GIVEN ENTRIES:
= Beginning of Section =

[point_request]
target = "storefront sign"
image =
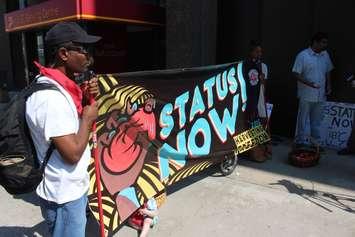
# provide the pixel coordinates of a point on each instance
(337, 124)
(53, 11)
(157, 128)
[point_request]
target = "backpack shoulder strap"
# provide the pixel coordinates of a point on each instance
(48, 155)
(35, 86)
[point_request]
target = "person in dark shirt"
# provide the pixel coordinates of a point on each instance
(252, 72)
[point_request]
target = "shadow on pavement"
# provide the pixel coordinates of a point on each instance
(319, 198)
(334, 170)
(15, 231)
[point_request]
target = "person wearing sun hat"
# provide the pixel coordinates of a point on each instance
(57, 117)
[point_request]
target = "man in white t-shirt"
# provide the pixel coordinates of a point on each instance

= End of Section =

WHAT THE TASK ASKS: Across all the records above, find each line with "person" in it and copy it.

ANSWER BOX:
target = "person in dark shirt"
target = "person wearing sun hat"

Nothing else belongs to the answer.